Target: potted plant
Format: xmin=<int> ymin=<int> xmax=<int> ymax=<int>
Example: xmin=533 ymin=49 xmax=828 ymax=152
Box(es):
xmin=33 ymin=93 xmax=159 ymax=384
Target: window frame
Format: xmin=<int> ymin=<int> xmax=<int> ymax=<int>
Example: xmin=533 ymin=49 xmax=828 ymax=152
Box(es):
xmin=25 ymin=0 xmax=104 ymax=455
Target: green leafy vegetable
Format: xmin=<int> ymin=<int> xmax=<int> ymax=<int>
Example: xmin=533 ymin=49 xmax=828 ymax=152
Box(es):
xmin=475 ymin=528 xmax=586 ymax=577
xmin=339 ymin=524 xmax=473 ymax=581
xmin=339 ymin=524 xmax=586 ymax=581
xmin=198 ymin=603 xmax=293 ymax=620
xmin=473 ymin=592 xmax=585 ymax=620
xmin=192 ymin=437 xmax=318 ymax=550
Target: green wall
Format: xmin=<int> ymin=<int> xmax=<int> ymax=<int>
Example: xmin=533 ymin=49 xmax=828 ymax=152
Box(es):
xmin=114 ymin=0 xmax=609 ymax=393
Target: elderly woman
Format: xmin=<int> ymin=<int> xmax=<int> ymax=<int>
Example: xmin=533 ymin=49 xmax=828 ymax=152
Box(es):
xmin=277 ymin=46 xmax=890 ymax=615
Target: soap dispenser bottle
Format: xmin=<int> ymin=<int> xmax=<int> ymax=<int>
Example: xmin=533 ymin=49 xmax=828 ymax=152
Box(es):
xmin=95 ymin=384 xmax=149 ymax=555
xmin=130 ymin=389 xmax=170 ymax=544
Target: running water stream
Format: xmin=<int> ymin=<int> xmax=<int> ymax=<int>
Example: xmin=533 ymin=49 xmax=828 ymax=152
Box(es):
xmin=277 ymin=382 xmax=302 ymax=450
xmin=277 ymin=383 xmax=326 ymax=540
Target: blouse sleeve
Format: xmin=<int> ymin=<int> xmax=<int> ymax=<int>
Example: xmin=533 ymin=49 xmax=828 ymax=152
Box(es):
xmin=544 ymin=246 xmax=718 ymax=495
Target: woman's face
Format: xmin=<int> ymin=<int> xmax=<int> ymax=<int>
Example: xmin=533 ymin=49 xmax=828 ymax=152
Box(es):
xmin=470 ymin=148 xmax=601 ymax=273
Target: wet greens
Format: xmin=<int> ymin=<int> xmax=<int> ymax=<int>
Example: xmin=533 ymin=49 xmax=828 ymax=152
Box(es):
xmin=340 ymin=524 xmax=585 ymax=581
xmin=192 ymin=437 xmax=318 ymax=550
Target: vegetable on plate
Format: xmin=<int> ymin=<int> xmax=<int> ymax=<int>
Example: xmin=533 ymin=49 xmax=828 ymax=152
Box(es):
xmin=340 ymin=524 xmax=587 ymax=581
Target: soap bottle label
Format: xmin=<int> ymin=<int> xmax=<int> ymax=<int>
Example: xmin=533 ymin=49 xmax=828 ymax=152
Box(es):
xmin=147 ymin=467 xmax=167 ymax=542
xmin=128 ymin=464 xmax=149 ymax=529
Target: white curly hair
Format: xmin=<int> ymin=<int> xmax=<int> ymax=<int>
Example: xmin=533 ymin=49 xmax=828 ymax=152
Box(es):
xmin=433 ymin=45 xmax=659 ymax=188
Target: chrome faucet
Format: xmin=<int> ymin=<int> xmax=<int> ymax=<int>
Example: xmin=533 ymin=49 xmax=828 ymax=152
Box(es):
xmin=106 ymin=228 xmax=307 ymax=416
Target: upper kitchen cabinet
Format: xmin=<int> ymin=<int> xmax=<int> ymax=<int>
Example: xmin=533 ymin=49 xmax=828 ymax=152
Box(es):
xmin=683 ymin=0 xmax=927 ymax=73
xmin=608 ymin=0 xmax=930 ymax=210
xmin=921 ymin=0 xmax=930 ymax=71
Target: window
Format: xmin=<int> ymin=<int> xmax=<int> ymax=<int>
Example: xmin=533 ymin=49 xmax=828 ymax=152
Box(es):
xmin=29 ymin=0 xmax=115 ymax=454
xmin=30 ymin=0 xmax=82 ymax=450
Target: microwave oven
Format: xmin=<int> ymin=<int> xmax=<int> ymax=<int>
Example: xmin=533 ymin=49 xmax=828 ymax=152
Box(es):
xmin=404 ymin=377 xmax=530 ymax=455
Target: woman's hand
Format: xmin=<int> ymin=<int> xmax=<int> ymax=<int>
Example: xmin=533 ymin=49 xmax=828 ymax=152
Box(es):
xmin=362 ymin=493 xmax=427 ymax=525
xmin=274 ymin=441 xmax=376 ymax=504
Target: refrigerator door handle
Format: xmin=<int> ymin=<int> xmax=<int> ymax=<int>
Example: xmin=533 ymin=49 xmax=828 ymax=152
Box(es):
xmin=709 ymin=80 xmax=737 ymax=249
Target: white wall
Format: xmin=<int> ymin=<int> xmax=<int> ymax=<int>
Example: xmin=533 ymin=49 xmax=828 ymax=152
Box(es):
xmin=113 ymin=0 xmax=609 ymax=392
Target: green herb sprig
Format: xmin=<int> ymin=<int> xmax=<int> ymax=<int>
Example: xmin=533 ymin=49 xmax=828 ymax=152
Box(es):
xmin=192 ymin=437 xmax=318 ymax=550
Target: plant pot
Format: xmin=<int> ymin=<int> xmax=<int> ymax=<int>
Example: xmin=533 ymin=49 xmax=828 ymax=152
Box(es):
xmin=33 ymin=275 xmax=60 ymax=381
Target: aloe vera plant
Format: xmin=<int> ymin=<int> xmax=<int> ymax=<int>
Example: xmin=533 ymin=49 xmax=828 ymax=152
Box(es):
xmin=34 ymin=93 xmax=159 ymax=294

○ ○ ○

[WHAT THE TASK ASKS] When a line in the material above holds the word "woman", copy that line.

[OUTPUT FOR THIS TASK]
Target: elderly woman
Target: woman's face
Target: woman's hand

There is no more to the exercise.